_Natural-language object grounding data_.
-.-.-

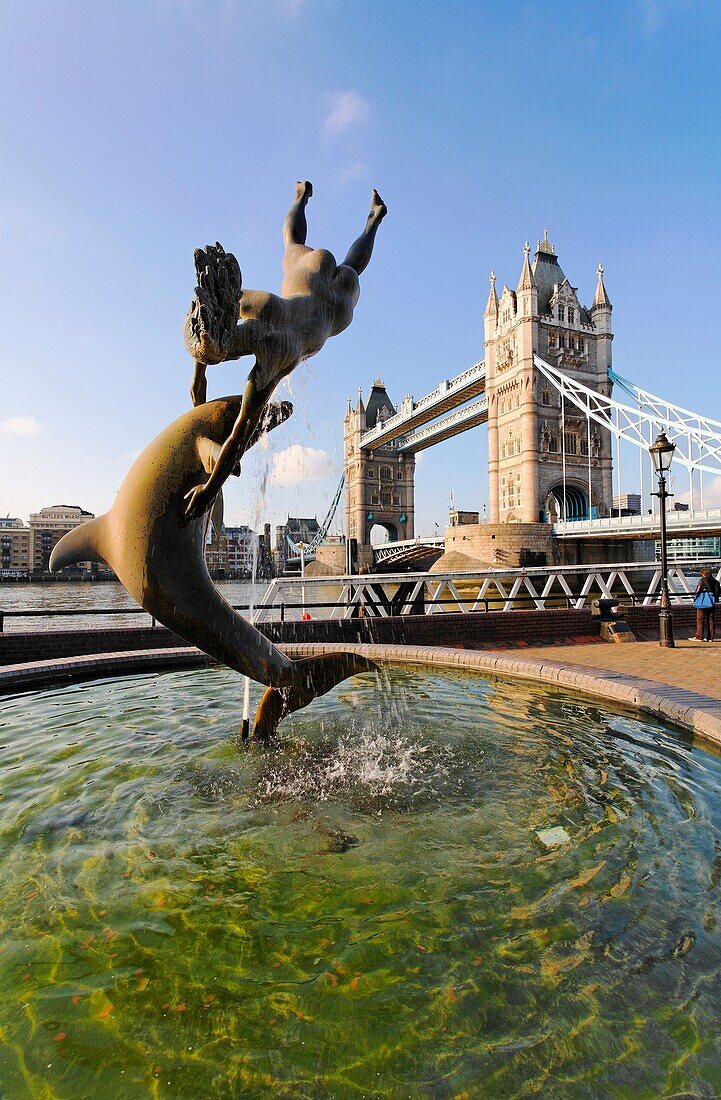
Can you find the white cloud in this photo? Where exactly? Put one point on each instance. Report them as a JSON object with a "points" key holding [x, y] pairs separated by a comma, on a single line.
{"points": [[20, 426], [655, 13], [349, 110], [297, 464]]}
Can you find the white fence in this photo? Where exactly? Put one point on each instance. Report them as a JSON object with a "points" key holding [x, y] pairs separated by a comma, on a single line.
{"points": [[506, 590]]}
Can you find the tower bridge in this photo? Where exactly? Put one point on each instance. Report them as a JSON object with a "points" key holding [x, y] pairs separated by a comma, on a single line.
{"points": [[545, 388]]}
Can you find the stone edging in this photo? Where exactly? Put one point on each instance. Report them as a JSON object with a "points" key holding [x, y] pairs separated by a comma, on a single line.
{"points": [[700, 714]]}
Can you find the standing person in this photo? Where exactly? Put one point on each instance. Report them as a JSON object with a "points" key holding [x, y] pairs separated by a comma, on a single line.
{"points": [[707, 593]]}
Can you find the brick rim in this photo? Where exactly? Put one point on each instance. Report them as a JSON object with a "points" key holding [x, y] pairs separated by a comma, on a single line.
{"points": [[689, 711]]}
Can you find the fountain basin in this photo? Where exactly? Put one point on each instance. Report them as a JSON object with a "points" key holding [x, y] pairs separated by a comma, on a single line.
{"points": [[373, 906]]}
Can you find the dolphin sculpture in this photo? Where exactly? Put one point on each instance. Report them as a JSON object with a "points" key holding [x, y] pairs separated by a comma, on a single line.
{"points": [[157, 554]]}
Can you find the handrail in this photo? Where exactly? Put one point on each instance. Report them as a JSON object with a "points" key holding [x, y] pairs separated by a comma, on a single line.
{"points": [[284, 606]]}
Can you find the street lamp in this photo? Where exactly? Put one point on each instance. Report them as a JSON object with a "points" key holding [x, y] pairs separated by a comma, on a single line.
{"points": [[662, 452]]}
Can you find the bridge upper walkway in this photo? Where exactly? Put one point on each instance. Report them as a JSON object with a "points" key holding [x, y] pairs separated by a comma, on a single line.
{"points": [[412, 415], [679, 525]]}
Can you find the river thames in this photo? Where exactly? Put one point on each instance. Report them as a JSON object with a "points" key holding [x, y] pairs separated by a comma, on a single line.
{"points": [[91, 596]]}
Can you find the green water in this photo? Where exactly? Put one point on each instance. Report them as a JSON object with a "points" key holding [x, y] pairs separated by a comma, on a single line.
{"points": [[363, 911]]}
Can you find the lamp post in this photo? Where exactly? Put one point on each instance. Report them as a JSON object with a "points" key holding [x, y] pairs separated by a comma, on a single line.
{"points": [[662, 452]]}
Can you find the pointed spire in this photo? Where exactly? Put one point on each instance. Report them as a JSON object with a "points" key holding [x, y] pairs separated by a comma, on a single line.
{"points": [[545, 245], [492, 304], [526, 282], [601, 297]]}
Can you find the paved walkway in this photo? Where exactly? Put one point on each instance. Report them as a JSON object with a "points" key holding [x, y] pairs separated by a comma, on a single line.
{"points": [[695, 666]]}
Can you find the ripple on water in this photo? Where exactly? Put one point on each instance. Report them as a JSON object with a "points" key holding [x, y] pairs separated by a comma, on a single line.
{"points": [[367, 908]]}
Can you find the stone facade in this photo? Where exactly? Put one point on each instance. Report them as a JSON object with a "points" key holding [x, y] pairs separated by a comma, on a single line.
{"points": [[379, 483], [545, 460], [510, 545]]}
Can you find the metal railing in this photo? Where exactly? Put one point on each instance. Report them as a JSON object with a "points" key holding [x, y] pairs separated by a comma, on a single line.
{"points": [[391, 594], [508, 590]]}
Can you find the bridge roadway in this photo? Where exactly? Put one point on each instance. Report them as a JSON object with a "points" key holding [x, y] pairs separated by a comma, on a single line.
{"points": [[413, 415]]}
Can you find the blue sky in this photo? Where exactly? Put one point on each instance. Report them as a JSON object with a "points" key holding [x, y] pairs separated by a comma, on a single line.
{"points": [[133, 131]]}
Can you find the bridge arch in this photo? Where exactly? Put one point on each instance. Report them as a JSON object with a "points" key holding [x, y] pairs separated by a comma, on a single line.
{"points": [[576, 503], [375, 527]]}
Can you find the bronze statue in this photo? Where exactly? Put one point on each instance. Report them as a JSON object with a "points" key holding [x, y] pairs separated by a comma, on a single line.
{"points": [[159, 557], [317, 301], [153, 536]]}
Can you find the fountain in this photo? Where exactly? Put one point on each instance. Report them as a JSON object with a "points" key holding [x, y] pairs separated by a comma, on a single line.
{"points": [[437, 884], [448, 887]]}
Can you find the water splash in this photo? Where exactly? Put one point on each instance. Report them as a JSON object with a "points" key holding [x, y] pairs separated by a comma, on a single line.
{"points": [[371, 768]]}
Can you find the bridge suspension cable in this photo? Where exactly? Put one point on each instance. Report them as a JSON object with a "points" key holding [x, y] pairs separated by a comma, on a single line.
{"points": [[688, 430]]}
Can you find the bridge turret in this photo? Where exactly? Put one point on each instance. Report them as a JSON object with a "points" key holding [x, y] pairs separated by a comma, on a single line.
{"points": [[539, 453], [379, 477], [491, 315], [526, 290]]}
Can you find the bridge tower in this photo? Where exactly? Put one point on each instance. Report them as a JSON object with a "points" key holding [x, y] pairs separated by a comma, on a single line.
{"points": [[545, 460], [379, 483]]}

-.-.-

Please keep the pictures out and reproduce the records above exactly.

_Answer to this exercise_.
Can you find the white cloud in this photo? Where exactly? Put one point on each instance. Report them as a JSON object with a "points" key holding [x, y] pairs separated by a comma, on a single line.
{"points": [[20, 426], [655, 13], [349, 110], [297, 464]]}
Can you find the white fence in this photo? Where exactly? Put one point on each instance. Report them as a JSON object with a "points" key holding [x, y] pairs separated by a comma, on a single line.
{"points": [[506, 590]]}
Can you find the tower bridge in this photo? Where exactly? Put one point on each instance. Report them as a JSON object with a "points" key holding [x, y] pairs separated by a comma, on a single line.
{"points": [[545, 388]]}
Can you find the stone edging in this photo? Where exactly? Put one point on each instance. Report them as a JSON object with a "points" key holding [x, y] pairs separated by a comma, on a single line.
{"points": [[700, 714]]}
Can you find the standing person in this photo? Where exactly? Put one point on each instance. Report them as a JSON object with a "points" key holding [x, y] pairs separated by a comma, on a single line.
{"points": [[707, 593]]}
Can you find the brick rim in this photo? Where exactly? Put one point on each instance. Report them as a JSON object with a "points" key holding [x, y] pairs separated by a comma, on a single line.
{"points": [[689, 711]]}
Can you find the fountain basin in this photo? Where exactly? Put one point on each instance. Report them as a JSON object with a "points" key holding [x, y] pairs separated by a comma, on a single line.
{"points": [[373, 906]]}
Can you find the dolphin sculpture in this photo? Where exactly? Put one point on each instance. Report them as a JSON object with a "points" key holding [x, y] pairs separated by a comma, on a single line.
{"points": [[157, 554]]}
Can you find the handrail in this photo? Where exactly? Put one point on each instance. Report them as a JSON object with a "points" key holding [x, y] pairs separated by a comma, on a single line.
{"points": [[284, 606]]}
Can you find the street lamp in this photo? Where exactly? Put one point on each instance. Report them as a JSON object with a "points" key holding [x, y] pairs separated by a comma, on a single line.
{"points": [[662, 452]]}
Can you find the bridge upper walkway in this photo? Where exactly? Put one point on each instance. Report them as a JSON object with a "points" key holding [x, y] pairs separated by a comma, on a single line.
{"points": [[412, 415], [679, 525]]}
Can you find the river thames in this photo? Where exactly? Put one point on each instance. Report them as a JSON object with a "points" key holding [x, y] pairs separated by a comma, on a single line.
{"points": [[91, 596]]}
Can you find the green water in this photo? Where exactly? Put one point on each instance. Report them as a JSON object with a "points" key holding [x, y] pairs separated by a comma, on a single line.
{"points": [[363, 911]]}
Can you find the lamp post in this photo? Where exactly? Put one point on each instance. Report them as a JSON object with a "points" key holding [x, y] pairs separated by a comma, on a single line.
{"points": [[662, 452]]}
Can you find the pointed spire in this photo? Where exactly? Put one point on each instance. Report them as a JSON object with a "points" key holding [x, y] pairs separated by a comma, on a single line.
{"points": [[545, 245], [492, 304], [526, 282], [601, 297]]}
Can you find the paved walkway in this photo? Where exactly? Put one point on each instance. Report them as a JSON object with a "points" key holding [x, y] pairs separated by a comma, on a single line.
{"points": [[695, 666]]}
Can you find the ripple on water in this photo? Where exactly? Put one point on each instance. Report them as a JSON object with a "points" key holding [x, y] pairs separated by a comma, on a single line.
{"points": [[367, 908]]}
Can you find the stone facade in this photo? Where exactly? Put one point on each instance. Report them as a JSON object with a "points" key holding [x, y] pairs separated by a comma, on a single line.
{"points": [[379, 483], [545, 460], [510, 545]]}
Can you find the metal railing in this photo? Where exactly? Put one point on each instance. Report them as a JSON object with a "points" key holding [x, y] pairs separated by a comma, on a single line.
{"points": [[391, 594], [508, 590]]}
Can you find the bridge roadway in this photo? Where exactly? Put one point on each instance. Report them as a JSON object with a "points" key holding [x, y] pairs separated by a comma, on a single line.
{"points": [[413, 415]]}
Can you find the blue sky in this photo? Where exactly? Put one point on each instance. Report them as a JSON object with a "points" key holding [x, y] pairs separated by a comma, on a single line.
{"points": [[133, 131]]}
Can you find the bridge arch in this photo? Where exactly? Put one point on each instance. Report them as a JSON object with a "points" key holding [x, y] pairs separated by a comma, on a single line.
{"points": [[576, 503], [375, 527]]}
Can you find the bronze statue in this photo? Where exactly? Put one point on each instance. Report them as a JSON object with a "points" key holding [x, y] pairs separated by a comma, on a single line.
{"points": [[159, 557], [317, 301], [153, 536]]}
Can you find the fountain in this photo? Where exactly? Put one point on each instance. Report them as a JSON object with a "points" key holding [x, y] pairs separated by a comma, on a single line.
{"points": [[437, 884], [448, 887]]}
Can you find the water splash in this photo? Where exactly? Put one point on each instance. Report them as a JSON object with a "points" key holding [x, y] pairs separated by a comma, on a single line.
{"points": [[371, 768]]}
Can you find the bridge suspension cable in this photo? Where exactly? Put one point on each instance. Report them as a JSON object with a "points" key holding [x, y] pairs separated by a comma, on a single line.
{"points": [[688, 430]]}
Can you find the bridge turret in this photo? Where exactly? Put one point on each instance. Report them as a JSON object with a "points" key holding [x, y] pairs separated by a comma, on a single line.
{"points": [[539, 453], [379, 477], [491, 315], [526, 290]]}
Can you find the bridge tower in this photo? Where exactly? Put one point on each instance. Report them as a JSON object with a "points" key holding [x, y] pairs separated by a comma, on a single line.
{"points": [[545, 460], [379, 483]]}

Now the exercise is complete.